Description of the task:
Narrow the data below down to the lines containing "written".

Region pointing data:
================================
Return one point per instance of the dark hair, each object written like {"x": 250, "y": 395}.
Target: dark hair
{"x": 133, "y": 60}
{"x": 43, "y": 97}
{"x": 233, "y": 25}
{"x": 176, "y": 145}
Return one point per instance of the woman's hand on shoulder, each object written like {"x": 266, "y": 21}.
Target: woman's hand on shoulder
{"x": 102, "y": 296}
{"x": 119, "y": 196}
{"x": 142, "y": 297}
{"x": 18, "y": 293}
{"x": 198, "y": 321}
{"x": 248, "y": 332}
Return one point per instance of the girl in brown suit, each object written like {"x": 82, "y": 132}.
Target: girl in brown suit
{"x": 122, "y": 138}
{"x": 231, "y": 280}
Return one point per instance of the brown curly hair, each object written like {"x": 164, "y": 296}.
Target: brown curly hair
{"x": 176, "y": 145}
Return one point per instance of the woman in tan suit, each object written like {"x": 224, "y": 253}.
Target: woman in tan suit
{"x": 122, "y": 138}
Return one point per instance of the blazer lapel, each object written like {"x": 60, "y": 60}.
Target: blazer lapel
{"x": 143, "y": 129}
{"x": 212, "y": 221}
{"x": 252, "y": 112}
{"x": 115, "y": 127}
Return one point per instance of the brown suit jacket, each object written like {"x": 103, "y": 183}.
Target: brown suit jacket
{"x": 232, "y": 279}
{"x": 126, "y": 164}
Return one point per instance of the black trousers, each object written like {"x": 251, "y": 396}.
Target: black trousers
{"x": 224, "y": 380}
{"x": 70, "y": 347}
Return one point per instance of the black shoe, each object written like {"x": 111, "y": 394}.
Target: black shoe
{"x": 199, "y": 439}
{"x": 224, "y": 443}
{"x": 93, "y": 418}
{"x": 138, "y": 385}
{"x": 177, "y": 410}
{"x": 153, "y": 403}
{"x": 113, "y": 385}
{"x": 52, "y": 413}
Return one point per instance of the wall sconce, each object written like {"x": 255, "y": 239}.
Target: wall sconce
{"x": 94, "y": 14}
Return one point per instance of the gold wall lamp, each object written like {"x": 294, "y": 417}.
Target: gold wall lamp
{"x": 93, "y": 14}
================================
Answer section:
Return one point per instance of the dark hair, each object written like {"x": 250, "y": 395}.
Return one point per instance of the woman's hand on shoulder, each object written like {"x": 266, "y": 21}.
Return one point per instance of the girl in brown suit, each object written like {"x": 82, "y": 132}.
Return one point per instance of the brown curly hair, each object written like {"x": 164, "y": 296}.
Return one point per instance of the woman in tan suit, each object written like {"x": 224, "y": 253}.
Return one point per instance of the blazer lapel, each object written like {"x": 60, "y": 60}.
Return one point per instance of the brown suit jacket, each object written like {"x": 103, "y": 183}.
Return one point per instance of the black trousers, each object written like {"x": 251, "y": 396}.
Return one point per instance of the black shoe, each object written like {"x": 111, "y": 394}.
Return one point per instance of the wall sconce, each object written like {"x": 255, "y": 239}.
Return one point per instance of the gold wall lamp, each object written like {"x": 294, "y": 417}.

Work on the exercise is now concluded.